Given instruction → Duplicate the lines of the items below verbatim, from the very first line through the line that contains "<point>263,112</point>", including that final line.

Entries from a point annotation set →
* BEGIN *

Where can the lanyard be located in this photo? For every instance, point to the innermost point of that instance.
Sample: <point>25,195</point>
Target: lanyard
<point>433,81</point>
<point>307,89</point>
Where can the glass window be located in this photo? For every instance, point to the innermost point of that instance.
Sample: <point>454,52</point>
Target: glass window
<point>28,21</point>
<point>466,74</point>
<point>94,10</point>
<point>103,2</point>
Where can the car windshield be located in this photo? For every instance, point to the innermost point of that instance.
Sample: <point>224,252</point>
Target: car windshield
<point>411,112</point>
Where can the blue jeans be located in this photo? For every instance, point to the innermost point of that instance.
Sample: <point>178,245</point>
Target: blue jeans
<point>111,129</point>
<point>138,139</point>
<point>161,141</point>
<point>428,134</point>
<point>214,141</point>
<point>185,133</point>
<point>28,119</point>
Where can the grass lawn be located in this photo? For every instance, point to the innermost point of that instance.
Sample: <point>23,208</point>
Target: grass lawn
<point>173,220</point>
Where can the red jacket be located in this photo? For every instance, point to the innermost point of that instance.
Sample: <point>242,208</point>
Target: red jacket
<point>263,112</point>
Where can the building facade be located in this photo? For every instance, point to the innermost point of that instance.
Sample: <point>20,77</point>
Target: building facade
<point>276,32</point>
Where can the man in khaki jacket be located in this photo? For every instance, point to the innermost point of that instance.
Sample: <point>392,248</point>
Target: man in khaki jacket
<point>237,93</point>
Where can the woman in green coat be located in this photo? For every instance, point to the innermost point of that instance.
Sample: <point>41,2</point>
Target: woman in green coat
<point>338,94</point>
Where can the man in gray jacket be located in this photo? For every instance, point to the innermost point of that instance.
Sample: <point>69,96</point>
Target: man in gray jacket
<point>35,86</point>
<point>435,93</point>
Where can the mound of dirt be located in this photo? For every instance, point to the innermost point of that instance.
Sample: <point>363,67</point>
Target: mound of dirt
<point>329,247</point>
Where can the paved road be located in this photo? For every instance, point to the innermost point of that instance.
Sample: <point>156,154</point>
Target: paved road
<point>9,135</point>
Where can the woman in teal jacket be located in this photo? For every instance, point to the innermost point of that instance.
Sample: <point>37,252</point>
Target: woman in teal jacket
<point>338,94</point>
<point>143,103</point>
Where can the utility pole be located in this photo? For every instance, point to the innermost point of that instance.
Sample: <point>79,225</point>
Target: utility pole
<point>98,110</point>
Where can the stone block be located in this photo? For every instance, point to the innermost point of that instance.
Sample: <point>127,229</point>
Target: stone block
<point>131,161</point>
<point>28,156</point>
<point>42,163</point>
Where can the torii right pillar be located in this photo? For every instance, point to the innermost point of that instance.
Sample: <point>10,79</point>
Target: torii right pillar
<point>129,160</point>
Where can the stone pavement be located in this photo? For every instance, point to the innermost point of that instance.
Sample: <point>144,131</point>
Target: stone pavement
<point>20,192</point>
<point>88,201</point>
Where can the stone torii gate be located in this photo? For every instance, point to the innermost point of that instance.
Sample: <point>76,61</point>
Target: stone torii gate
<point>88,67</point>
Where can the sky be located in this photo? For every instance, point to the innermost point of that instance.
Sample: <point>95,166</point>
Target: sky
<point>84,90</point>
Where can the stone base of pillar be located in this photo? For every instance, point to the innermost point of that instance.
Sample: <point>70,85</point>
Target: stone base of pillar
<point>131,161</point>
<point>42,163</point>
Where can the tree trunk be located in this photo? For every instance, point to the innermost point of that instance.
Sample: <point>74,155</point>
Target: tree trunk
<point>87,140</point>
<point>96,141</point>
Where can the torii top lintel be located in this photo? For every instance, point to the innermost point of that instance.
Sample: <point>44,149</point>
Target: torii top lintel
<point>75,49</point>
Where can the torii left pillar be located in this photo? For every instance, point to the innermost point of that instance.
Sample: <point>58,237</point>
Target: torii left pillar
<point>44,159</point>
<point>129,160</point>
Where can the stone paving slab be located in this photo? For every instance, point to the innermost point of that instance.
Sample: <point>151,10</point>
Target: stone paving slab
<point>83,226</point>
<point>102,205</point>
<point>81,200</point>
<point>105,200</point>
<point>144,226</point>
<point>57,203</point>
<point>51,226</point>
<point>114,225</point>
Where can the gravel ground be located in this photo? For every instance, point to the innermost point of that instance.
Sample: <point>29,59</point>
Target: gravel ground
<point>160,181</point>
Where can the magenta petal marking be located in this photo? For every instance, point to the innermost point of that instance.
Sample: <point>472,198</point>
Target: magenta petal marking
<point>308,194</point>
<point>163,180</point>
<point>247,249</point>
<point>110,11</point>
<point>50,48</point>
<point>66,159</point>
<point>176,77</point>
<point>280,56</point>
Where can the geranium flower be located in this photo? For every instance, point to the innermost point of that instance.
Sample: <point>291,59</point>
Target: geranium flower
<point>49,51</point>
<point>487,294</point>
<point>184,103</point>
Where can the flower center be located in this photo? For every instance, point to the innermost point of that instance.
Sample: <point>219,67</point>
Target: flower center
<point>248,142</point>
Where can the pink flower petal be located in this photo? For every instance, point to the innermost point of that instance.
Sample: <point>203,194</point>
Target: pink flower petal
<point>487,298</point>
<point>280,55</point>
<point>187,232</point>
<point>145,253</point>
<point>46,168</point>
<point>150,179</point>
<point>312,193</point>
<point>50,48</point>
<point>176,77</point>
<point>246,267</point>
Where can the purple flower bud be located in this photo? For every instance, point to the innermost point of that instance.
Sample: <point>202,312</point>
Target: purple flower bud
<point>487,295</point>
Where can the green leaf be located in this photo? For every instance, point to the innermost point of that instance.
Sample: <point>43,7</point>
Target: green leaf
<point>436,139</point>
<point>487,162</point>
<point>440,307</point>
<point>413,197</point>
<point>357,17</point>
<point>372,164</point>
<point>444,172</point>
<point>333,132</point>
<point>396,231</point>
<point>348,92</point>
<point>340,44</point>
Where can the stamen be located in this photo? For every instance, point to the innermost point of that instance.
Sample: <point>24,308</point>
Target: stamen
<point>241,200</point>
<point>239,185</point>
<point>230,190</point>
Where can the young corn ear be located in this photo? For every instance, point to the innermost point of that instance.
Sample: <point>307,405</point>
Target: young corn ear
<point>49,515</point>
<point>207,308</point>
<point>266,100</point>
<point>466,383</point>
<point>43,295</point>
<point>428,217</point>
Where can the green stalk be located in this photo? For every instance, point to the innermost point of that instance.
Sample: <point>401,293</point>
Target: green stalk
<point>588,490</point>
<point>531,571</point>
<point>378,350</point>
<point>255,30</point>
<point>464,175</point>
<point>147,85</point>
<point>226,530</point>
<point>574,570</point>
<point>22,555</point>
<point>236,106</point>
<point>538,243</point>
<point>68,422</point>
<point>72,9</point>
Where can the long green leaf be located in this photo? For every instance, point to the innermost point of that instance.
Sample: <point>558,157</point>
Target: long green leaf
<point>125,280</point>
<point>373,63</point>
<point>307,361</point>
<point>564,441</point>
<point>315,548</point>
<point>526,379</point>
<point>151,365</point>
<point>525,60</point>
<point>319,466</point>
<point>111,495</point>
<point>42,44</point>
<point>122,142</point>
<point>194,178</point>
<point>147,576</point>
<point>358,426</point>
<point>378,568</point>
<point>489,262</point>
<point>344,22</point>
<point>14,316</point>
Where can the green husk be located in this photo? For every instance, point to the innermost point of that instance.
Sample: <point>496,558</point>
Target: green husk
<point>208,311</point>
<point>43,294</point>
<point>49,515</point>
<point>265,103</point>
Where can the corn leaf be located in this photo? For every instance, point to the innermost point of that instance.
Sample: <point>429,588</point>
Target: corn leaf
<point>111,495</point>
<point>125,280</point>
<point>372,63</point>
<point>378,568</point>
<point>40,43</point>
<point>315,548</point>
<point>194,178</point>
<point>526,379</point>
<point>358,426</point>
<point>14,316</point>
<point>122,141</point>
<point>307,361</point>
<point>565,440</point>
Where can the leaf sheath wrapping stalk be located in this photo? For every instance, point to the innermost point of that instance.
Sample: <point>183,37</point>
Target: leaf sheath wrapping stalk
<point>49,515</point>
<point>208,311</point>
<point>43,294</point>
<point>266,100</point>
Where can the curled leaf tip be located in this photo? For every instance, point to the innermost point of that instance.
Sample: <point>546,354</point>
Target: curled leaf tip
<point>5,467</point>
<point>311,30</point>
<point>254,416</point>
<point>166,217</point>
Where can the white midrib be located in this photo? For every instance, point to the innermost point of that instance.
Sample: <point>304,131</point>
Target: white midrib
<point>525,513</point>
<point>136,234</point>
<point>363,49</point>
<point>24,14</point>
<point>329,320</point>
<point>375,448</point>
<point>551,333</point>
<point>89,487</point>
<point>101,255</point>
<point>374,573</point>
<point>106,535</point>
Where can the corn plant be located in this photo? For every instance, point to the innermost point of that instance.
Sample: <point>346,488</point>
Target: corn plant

* END *

Answer to the exercise →
Where can the lanyard be located in this photo? For every instance, point to the innermost point of that instance.
Sample: <point>25,195</point>
Target: lanyard
<point>433,81</point>
<point>307,89</point>
Where can the glass window be located in this photo? For every instance, point to the innermost point of that instance.
Sample: <point>454,52</point>
Target: glass window
<point>28,21</point>
<point>466,74</point>
<point>94,10</point>
<point>103,2</point>
Where can the car windshield be located in this photo? For every instance, point to the innermost point of that instance.
Sample: <point>224,252</point>
Target: car windshield
<point>411,112</point>
Where can the blue jeans be located in this photo? For every instance, point to the innermost point of that instance.
Sample: <point>178,245</point>
Target: blue jeans
<point>111,129</point>
<point>138,139</point>
<point>161,141</point>
<point>428,134</point>
<point>214,141</point>
<point>185,133</point>
<point>28,119</point>
Where can the grass lawn be located in this photo? For every instance, point to the innermost point of that instance.
Sample: <point>23,208</point>
Target: grass lawn
<point>173,220</point>
Where can the red jacket be located in this photo? For every instance, point to the innermost point of that instance.
Sample: <point>242,208</point>
Target: red jacket
<point>263,112</point>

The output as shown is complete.